[Record excerpts Boundary: Start]

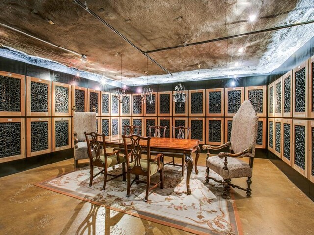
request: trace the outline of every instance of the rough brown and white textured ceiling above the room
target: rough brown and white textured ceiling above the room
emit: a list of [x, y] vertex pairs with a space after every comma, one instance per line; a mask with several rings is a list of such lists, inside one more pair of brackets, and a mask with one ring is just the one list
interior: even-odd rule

[Record excerpts Boundary: End]
[Record excerpts Boundary: Start]

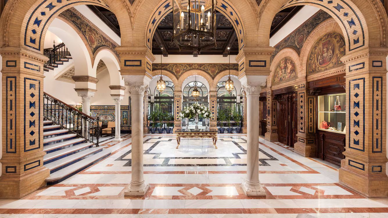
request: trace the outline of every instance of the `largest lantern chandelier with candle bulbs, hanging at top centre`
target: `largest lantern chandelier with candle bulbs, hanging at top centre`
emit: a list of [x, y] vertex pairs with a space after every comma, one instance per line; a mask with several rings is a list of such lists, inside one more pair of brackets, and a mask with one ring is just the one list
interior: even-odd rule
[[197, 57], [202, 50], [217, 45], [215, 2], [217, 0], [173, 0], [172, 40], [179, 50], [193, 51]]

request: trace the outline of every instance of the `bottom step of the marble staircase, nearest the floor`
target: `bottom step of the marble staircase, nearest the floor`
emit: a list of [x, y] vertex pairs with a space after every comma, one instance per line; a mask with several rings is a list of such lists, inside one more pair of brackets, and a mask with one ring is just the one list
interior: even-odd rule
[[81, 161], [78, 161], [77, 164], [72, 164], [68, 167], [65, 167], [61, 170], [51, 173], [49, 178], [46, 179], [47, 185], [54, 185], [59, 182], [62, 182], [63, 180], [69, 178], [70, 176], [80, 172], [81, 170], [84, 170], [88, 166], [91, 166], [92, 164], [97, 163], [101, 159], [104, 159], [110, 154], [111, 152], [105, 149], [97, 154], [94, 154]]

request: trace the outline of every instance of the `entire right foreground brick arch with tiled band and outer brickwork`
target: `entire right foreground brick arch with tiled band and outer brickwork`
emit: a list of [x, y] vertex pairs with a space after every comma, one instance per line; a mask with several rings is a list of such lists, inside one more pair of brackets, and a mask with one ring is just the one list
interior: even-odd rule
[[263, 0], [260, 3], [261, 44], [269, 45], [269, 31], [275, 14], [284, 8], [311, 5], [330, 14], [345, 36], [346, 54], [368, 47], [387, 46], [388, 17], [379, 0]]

[Record excerpts Boundary: End]

▶ _Your task_
Copy all lines of the records that have the string "candle" in them.

▶ _Written response_
request: trace the outline of every instance of the `largest lantern chandelier with candle bulbs, hanging at top centre`
target: `largest lantern chandelier with candle bulbs, hanging at top centre`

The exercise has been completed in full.